▶ [WHAT TO PRODUCE]:
Swap every "Scan" in the data below for "Examine", and give the data again with nothing else changed. Leave the pictures out.

Excerpts from a detection dataset
********************

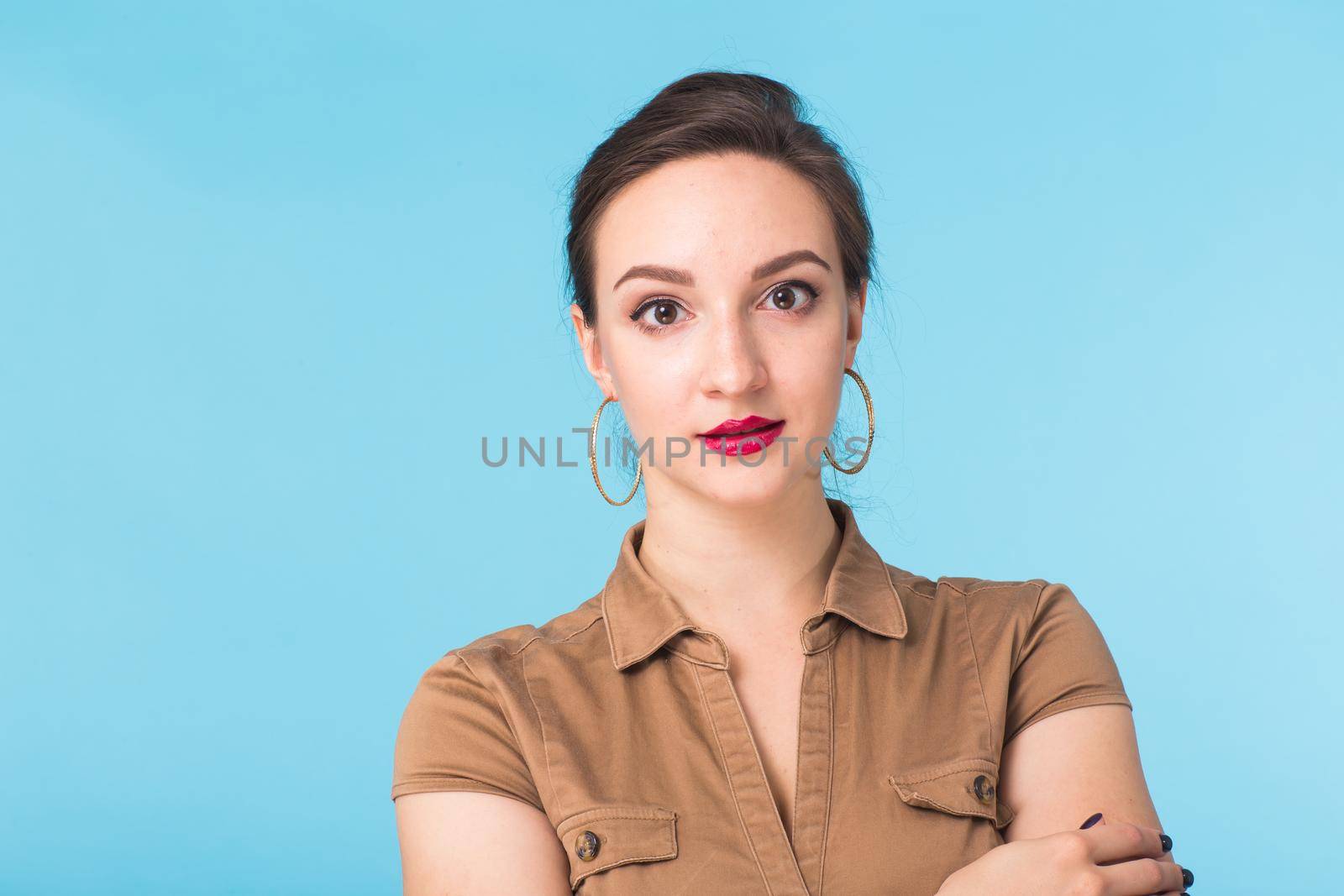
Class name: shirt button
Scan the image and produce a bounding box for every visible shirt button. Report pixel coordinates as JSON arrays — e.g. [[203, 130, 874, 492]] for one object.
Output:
[[574, 831, 601, 862], [970, 775, 995, 806]]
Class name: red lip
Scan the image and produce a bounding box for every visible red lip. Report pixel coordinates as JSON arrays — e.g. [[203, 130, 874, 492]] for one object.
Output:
[[701, 414, 784, 457], [701, 414, 780, 435]]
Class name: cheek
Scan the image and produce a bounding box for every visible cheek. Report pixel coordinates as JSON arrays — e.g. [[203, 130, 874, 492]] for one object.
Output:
[[607, 340, 697, 429]]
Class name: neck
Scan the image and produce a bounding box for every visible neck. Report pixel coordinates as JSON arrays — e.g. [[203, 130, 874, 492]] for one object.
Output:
[[640, 479, 842, 647]]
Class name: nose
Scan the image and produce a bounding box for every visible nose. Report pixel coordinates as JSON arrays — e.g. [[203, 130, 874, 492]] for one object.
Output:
[[701, 314, 768, 398]]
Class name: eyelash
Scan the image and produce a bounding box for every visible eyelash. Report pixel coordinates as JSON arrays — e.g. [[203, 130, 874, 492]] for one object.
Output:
[[630, 280, 822, 336]]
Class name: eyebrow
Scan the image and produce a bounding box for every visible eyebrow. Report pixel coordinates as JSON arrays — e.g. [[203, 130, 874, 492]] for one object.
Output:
[[612, 249, 831, 291]]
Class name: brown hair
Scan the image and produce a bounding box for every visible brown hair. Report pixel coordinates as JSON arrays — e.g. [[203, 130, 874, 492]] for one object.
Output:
[[564, 71, 874, 327]]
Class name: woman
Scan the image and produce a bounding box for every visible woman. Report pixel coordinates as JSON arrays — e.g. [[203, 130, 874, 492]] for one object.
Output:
[[392, 72, 1192, 896]]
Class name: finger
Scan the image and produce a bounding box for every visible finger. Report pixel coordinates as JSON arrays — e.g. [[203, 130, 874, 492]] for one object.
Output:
[[1097, 858, 1183, 896], [1078, 822, 1167, 865]]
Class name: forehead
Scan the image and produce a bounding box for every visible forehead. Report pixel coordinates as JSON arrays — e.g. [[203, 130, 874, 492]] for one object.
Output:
[[594, 153, 840, 294]]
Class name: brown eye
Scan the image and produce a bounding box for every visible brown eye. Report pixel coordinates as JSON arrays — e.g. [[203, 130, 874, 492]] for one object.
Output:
[[764, 280, 817, 314], [770, 286, 797, 312]]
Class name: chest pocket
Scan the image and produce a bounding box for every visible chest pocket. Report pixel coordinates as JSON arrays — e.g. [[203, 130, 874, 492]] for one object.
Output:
[[887, 759, 1013, 831], [555, 806, 677, 891]]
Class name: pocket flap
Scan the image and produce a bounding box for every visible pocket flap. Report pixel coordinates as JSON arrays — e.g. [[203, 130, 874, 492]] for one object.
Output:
[[887, 759, 1013, 827], [555, 806, 676, 889]]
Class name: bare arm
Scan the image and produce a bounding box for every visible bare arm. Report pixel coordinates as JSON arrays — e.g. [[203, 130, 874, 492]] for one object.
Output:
[[395, 791, 571, 896], [938, 704, 1184, 896], [999, 704, 1161, 841]]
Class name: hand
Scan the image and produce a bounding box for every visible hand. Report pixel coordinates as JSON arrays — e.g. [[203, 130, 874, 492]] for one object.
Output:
[[937, 824, 1183, 896]]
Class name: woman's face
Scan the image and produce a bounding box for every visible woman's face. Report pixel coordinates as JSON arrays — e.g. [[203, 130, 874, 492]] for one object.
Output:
[[570, 153, 867, 504]]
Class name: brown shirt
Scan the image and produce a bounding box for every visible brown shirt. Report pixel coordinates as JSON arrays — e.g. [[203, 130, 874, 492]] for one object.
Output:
[[392, 498, 1131, 896]]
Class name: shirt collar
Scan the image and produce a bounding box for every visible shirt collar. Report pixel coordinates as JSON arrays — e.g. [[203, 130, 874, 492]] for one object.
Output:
[[602, 498, 912, 669]]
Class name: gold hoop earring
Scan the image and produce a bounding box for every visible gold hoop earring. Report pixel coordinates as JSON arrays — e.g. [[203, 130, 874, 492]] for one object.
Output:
[[822, 367, 872, 475], [589, 398, 643, 506]]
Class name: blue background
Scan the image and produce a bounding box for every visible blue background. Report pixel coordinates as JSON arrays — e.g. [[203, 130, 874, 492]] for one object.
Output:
[[0, 2, 1344, 894]]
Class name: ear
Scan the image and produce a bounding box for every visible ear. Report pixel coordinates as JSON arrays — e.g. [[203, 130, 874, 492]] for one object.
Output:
[[570, 302, 616, 398], [844, 277, 869, 369]]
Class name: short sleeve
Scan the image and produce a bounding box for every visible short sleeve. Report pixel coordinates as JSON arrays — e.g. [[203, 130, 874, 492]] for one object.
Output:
[[392, 652, 544, 811], [1004, 583, 1133, 743]]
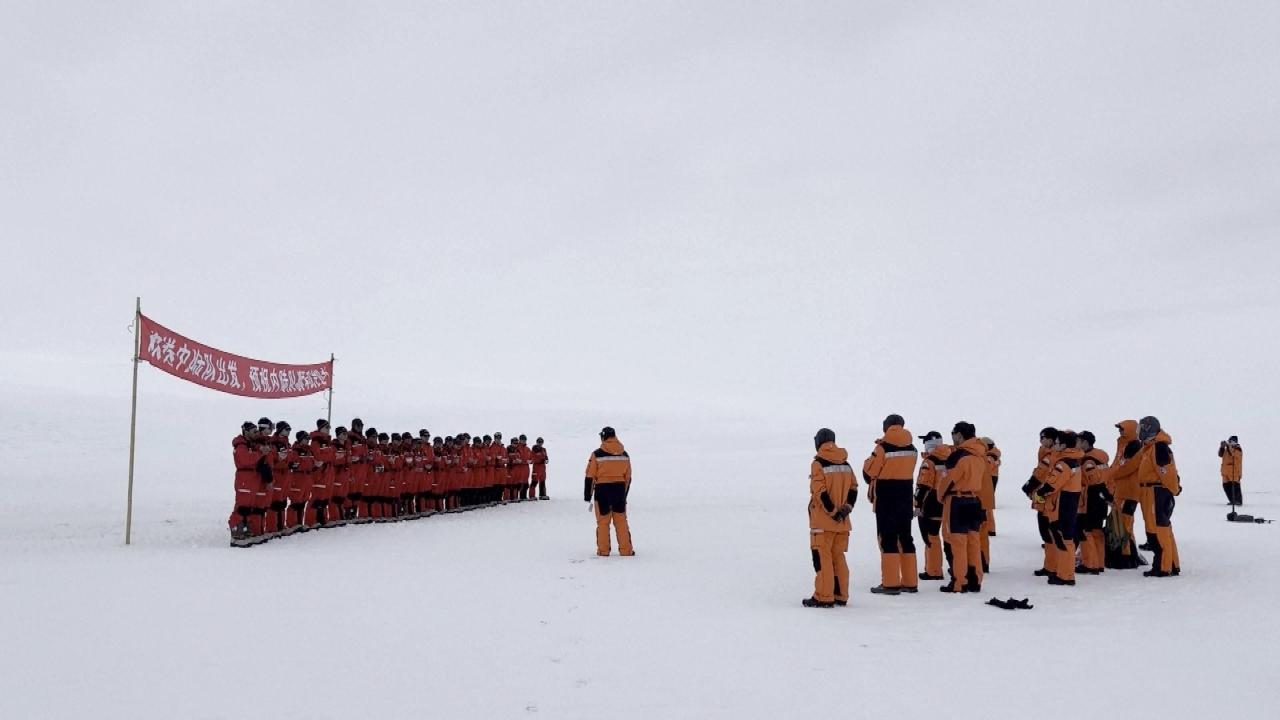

********************

▶ [SOLUTION]:
Class name: shirt button
Examine the image and produce a bounding box for every visible shirt button. Report pixel coordinates as JSON arrays — e.g. [[203, 130, 874, 492]] for one object.
Output:
[[574, 831, 601, 862], [970, 775, 995, 806]]
Class name: red lip
Examine the image and produce a bounding box for every visible red lip. Report pixel coordinates as JSON arrays — e.g. [[203, 130, 874, 492]] for one object.
Output:
[[701, 414, 784, 457], [701, 414, 780, 435]]
Class name: cheek
Examine the image and produce a bounding box for every visible cheek. Report pixel coordinates as JSON arrays — e.g. [[203, 130, 874, 492]] for one object.
Output:
[[607, 340, 697, 429]]
Class name: neck
Examine the image and produce a bounding box for every visible neck. Report pixel coordinates as JSON arrays — e.g. [[203, 130, 874, 492]] for one object.
Output:
[[640, 479, 842, 647]]
Class name: nose
Examine the image and produce a bounding box for every visible nose. Report pixel coordinates as JSON arrays — e.g. [[203, 130, 874, 492]] for one object.
Output:
[[701, 314, 768, 398]]
Class name: eyelash
Examine the image and produce a bounding box for every visible eyelash. Report pixel coordinates as JSON arrays — e.g. [[203, 130, 874, 492]] for one object.
Output:
[[630, 280, 822, 336]]
Class name: eyebrow
Examine the image and produce a bounding box for every visible eyebrow. Report pixel coordinates as JSON arrays — e.g. [[203, 130, 874, 492]] for one object.
Output:
[[612, 249, 831, 291]]
Class name: brown hair
Examine the image and produce a bounding box for every visible brown hair. Report pixel coordinates as JSON arrays — e.g. [[203, 130, 874, 492]] for one object.
Output:
[[564, 71, 874, 327]]
Class name: woman
Examine the image and produce a bounding box for every visible woman. Report pixel coordinates as JSON arrays — e.g. [[203, 130, 874, 492]] for one object.
Output:
[[392, 72, 1192, 896]]
Class name: finger
Examine the image and produce a bounding box for every visible finger. Report pixel coordinates as JSON arrays — e.g. [[203, 130, 874, 492]] for one object.
Output:
[[1097, 858, 1183, 896], [1078, 822, 1167, 865]]
Class name: forehead
Examine the image and produce a bounding box for every visible forehead. Report pixel coordinates as JSON arrays — e.g. [[203, 130, 874, 492]] for one object.
Output:
[[594, 153, 840, 294]]
Class name: brown eye
Examine the image and produce a bounding box for every visible brown eye. Report pixel coordinates as JSON arrays — e.g. [[203, 130, 874, 492]] for one object.
Output:
[[764, 280, 817, 314], [770, 286, 797, 312]]
Class name: chest pocket
Examine the image and produce a bounding box for every visible chest pocket. Report pixel coordinates as JSON arrays — e.g. [[203, 130, 874, 492]] for one object.
Output:
[[887, 759, 1013, 831], [555, 806, 677, 891]]
Class name: pocket flap
Examine the image and produce a bounding box for every visible pocket flap. Report pixel coordinates as JSON arrays — e.g. [[203, 130, 874, 492]] for one object.
Output:
[[887, 759, 1013, 827], [555, 806, 676, 889]]
Class name: bare arm
Examine the image and produce a bounding box for every visible bare arm. Report pixel coordinates as JSON arrays — e.g. [[203, 130, 874, 492]] for one object.
Output:
[[395, 791, 571, 896], [938, 704, 1184, 896], [999, 704, 1161, 841]]
Class name: hand
Examine the image and produce a bounding box for every visible hand. Report pixel coordinates as JSON arrays — e.g. [[203, 130, 874, 492]] for one object.
Output:
[[937, 824, 1183, 896]]
Class name: woman's face
Examine the image and produce a bounding box for every visible woman's face. Report pixel coordinates as JSON arrays — e.g. [[203, 130, 874, 492]] for one object.
Output:
[[570, 153, 867, 504]]
Class name: brown shirt
Examine the image and produce a bounding box for every visible brown shirt. Report pixel coordinates as JSON arrays — e.g. [[203, 130, 874, 492]] for one object.
Output:
[[392, 498, 1131, 896]]
Class name: shirt collar
Examine the image and produce a bounding box for every visible shirt collar. Report pixel coordinates as JSON arrays — e.g. [[203, 130, 874, 492]] for one object.
Output:
[[602, 498, 912, 669]]
Class name: gold hoop earring
Examine the image and produce a bounding box for every visible gold hoop earring. Report pixel coordinates as JSON arrays — e.g. [[203, 130, 874, 492]] for one object.
Output:
[[822, 367, 872, 475], [589, 398, 643, 506]]
Class name: blue background
Examine the image and produce a bounding box for every visible blue background. Report pixel coordinates as JSON arrays — e.g. [[203, 130, 874, 492]] for one object.
Output:
[[0, 2, 1344, 894]]
Class name: ear
Examine the image and produce a bounding box for every visible ear. Report pixel coordinates as JSON arrays — e.g. [[203, 130, 874, 492]] for one object.
Output:
[[570, 302, 616, 398], [844, 277, 869, 369]]
Class name: short sleeve
Examine the image and produce a bounding box for every visible short sleeve. Report pixel coordinates as JSON arrays — e.g. [[203, 130, 874, 492]] for one object.
Output:
[[392, 652, 544, 811], [1004, 583, 1133, 743]]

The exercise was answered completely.